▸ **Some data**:
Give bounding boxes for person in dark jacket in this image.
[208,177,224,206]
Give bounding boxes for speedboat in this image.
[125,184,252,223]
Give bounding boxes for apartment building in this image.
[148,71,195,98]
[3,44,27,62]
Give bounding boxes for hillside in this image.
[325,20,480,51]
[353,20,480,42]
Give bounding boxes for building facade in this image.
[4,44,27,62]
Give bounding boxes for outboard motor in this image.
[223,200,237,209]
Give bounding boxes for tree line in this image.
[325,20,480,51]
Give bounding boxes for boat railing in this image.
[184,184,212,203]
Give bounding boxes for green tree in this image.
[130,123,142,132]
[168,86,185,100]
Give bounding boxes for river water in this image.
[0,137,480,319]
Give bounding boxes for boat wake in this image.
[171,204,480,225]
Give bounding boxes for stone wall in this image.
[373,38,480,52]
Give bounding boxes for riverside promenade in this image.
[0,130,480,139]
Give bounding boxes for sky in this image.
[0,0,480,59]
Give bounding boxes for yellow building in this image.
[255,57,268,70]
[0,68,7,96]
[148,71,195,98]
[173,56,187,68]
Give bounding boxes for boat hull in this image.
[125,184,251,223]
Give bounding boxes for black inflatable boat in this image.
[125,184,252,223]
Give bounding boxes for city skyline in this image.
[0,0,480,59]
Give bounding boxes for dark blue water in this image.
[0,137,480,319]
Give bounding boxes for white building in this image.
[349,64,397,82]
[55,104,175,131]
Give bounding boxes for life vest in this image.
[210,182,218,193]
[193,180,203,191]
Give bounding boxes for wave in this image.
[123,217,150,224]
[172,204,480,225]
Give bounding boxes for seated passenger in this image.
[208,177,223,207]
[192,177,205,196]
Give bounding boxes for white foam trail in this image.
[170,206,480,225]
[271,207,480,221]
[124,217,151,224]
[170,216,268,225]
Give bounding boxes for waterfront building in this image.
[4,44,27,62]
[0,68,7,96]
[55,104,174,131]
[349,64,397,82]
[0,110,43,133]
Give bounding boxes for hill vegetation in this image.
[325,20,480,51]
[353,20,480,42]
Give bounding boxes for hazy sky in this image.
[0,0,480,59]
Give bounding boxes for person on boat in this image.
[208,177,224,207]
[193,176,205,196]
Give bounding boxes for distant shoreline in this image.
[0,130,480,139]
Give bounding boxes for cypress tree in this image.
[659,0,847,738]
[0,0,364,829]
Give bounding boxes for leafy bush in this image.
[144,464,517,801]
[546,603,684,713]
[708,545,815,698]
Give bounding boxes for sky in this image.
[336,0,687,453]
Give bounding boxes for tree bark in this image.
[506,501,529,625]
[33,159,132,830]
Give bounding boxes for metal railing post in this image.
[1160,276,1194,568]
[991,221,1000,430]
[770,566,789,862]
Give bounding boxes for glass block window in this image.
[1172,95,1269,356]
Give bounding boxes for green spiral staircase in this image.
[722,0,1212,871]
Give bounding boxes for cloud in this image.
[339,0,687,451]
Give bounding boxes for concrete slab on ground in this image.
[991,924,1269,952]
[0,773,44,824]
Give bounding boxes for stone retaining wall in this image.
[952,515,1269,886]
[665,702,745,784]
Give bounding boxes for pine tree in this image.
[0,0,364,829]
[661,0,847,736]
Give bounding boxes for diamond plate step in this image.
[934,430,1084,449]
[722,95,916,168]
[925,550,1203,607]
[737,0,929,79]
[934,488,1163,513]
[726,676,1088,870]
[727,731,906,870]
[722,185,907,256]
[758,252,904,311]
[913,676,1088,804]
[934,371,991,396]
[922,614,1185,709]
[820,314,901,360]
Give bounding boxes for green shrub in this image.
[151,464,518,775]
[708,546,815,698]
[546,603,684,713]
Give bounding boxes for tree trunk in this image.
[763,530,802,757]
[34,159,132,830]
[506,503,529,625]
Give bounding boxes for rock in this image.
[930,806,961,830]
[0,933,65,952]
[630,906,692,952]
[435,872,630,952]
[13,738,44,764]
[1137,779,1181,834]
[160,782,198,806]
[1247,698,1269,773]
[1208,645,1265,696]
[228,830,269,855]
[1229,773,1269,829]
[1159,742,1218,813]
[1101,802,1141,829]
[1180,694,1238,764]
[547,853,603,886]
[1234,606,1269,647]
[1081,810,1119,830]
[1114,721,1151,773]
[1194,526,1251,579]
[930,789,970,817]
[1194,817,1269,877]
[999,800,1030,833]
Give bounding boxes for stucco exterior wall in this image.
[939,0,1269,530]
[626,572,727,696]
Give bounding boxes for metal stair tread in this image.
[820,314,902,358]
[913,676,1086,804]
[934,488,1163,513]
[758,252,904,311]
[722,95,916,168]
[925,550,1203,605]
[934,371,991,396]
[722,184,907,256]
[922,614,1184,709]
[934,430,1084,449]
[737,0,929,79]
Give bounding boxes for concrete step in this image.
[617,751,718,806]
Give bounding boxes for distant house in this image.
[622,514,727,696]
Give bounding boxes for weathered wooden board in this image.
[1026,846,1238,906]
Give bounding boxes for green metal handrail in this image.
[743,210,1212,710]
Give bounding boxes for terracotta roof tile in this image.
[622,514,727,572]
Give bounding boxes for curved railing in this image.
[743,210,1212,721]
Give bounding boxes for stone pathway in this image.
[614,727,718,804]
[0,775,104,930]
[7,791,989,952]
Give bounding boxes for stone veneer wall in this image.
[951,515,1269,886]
...
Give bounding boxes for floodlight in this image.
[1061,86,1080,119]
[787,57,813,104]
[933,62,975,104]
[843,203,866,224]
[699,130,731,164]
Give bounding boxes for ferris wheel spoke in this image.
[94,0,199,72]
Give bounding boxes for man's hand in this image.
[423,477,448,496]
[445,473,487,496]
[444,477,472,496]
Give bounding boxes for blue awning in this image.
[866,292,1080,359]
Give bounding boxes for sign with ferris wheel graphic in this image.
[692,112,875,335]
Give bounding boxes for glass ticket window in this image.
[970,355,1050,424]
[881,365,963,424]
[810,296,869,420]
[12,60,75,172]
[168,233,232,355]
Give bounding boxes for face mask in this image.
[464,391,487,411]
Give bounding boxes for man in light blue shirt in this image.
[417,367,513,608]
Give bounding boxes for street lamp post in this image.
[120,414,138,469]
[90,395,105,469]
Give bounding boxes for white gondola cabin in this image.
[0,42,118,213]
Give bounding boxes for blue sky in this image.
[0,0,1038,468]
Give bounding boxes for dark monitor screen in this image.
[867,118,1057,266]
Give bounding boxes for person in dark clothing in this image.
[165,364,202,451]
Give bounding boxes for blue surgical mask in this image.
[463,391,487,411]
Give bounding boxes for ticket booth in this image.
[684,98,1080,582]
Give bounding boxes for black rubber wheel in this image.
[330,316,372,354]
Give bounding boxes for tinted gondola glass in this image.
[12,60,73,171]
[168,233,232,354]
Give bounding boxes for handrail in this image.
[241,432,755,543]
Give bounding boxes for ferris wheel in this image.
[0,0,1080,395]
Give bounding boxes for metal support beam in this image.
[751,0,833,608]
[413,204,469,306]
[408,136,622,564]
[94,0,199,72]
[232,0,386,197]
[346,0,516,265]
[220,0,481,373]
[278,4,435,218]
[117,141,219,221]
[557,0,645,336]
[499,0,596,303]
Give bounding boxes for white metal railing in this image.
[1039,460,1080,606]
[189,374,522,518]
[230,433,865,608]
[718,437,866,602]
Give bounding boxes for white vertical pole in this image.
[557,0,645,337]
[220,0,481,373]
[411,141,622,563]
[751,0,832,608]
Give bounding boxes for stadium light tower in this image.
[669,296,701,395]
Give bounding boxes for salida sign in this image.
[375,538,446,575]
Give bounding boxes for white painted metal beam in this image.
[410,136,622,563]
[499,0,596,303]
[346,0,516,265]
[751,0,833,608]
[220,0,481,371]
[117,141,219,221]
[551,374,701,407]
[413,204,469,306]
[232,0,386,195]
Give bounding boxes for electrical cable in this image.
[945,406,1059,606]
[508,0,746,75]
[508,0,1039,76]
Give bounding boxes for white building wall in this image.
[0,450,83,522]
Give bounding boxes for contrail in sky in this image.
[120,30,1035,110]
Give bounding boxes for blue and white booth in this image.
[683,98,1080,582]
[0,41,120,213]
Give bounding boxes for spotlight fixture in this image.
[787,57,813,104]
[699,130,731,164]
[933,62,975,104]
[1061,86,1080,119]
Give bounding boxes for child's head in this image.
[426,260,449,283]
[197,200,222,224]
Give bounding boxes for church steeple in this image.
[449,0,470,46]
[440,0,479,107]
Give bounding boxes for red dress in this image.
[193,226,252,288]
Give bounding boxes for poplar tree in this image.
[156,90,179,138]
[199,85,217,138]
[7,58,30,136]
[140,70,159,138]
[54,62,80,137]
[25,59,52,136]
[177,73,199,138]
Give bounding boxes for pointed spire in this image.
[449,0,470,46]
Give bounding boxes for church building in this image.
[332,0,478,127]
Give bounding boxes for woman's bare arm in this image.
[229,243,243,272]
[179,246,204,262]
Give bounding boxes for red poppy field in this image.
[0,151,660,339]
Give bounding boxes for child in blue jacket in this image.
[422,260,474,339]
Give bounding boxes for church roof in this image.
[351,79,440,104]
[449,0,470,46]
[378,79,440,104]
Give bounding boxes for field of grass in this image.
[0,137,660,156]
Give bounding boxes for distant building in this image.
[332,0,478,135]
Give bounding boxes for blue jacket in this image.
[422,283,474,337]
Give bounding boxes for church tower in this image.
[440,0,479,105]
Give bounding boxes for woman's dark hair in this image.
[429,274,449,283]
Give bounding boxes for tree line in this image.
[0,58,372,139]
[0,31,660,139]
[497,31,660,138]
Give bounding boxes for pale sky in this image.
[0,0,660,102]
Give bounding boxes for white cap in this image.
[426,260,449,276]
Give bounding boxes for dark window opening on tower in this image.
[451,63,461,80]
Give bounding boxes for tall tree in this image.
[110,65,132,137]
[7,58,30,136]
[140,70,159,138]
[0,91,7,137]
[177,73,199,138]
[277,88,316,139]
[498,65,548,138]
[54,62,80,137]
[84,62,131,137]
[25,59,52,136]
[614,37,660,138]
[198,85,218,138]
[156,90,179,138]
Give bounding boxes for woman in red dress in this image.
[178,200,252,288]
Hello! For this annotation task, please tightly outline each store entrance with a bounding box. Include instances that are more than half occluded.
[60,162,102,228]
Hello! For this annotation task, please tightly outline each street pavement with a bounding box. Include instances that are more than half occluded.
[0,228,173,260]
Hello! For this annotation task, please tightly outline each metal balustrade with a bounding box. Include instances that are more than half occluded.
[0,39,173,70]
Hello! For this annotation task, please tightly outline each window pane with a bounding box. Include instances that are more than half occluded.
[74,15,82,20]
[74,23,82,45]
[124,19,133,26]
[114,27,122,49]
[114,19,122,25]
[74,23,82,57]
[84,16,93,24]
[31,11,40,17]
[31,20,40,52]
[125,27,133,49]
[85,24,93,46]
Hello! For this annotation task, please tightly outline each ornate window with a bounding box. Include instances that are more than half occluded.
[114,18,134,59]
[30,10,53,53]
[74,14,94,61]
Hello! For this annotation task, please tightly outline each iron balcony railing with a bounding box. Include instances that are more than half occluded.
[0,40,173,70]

▸ **REQUIREMENTS**: Update the data from the line with "Give bounding boxes for salida" to the line with "[508,0,1039,76]" by changing "electrical cable" to "power cable", leaving everything else unchanged. Return only those lines.

▸ **TASK SOLUTION**:
Give bounding boxes for salida sign in this image.
[375,538,446,575]
Give bounding boxes for white painted metal beam in this image.
[410,136,622,563]
[499,0,596,303]
[346,0,516,265]
[751,0,833,608]
[220,0,481,371]
[117,141,219,221]
[551,374,701,407]
[413,204,469,306]
[232,0,386,195]
Give bounding boxes for power cable in this image.
[945,406,1059,606]
[508,0,746,75]
[508,0,1039,76]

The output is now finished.